§ KUTIPAN HALAMAN:

┄┄┄┄┄┄

Keperluan akan sebuah sistem standardisasi sebagai
bingkai peraturan perdagangan bebas yang mengakomodasi kepentingan setiap hukum
domestik untuk mendapatkan hukum global yang diakui mengadaptasi proses sosio
ekonomi dan politik, bukan saja memerlukan konsep dasar dengan sumber formal lewat
pendekatan prosedural sebagai perwujudan dari formalisme aturan, namun juga
proses yang dinamis. Pendekatan dinamis dan prosedural ini dilakukan dengan
melihat adanya interaksi antara organisasi internasional dan bingkai – bingkai
hukum konvensional yang tertuang dalam berbagai international agreement yang mengelaborasikan berbagai prosedur
yang mengatur penggunaan fungsi normatif dari badan – badan yang menciptakan
dan mengaplikasikan hukum mereka.[1]
Proses interaksi ini merupakan perwujudan dari sifat dinamis akan pembuatan
dari hukum itu sendiri sedangkan prosedur yang membentuk interaksi ini dapat
memberikan garansi adanya bentuk formalisme.
Secara kasat mata, kita dapat
melihat bahwa berbagai bentuk prosedural dan dinamis akan sebuah international legal order tersusun dalam
konteks institusional. TBT Agreement
yang disusun oleh WTO, yang saat ini diakui sebagai satu – satunya institusi
internasional yang mampu berperan secara menyeluruh dalam dunia perdagangan
internasional, dapat diteliti sebagai sebuah international legal order yang dinamis dan prosedural lewat
pemeriksaan terhadap setidaknya tiga pertanyaan yaitu dimana konsep dinamis dan
prosedural ini mendapatkan tempatnya, dengan melihat kredibilitas dari TBT Agreement; bingkai apa yang
ditawarkan oleh TBT Agreement sehingga
dianggap sebagai sebuah konsep yang dinamis dan prosedural, dengan menjelaskan
konsep standardisasi itu sendiri; dan apa konsekuensi dari standardisasi yang
ditawarkan oleh TBT Agreement itu
sendiri, dengan melihat kemajuan – kemajuan yang telah dan berpotensi akan
ditemukan olehnya.
1.
Kredibilitas
TBT Agreement.

┄┄┄┄┄┄

§ DATA TERCATAT:
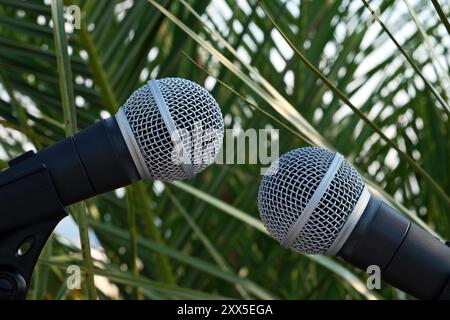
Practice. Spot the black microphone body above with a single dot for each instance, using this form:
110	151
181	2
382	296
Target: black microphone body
91	162
138	142
314	202
409	257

┄┄┄┄┄┄

§ RINGKASAN TUGAS A: Menurut kutipan halaman tentang TBT Agreement, bagaimana WTO diakui saat ini?
§ RINGKASAN TUGAS B: Berdasarkan kutipan halaman tentang TBT Agreement, terangkan bagaimana interaksi antara organisasi internasional dan bingkai hukum konvensional dapat bersifat dinamis sekaligus memberi jaminan formalisme.

§ HASIL LATIHAN A: WTO diakui sebagai satu-satunya institusi internasional yang mampu berperan secara menyeluruh dalam dunia perdagangan internasional.

§ HASIL LATIHAN B: Proses interaksi itu merupakan perwujudan sifat dinamis pembuatan hukum itu sendiri. Prosedur yang membentuk interaksi tersebut dapat memberikan garansi adanya bentuk formalisme.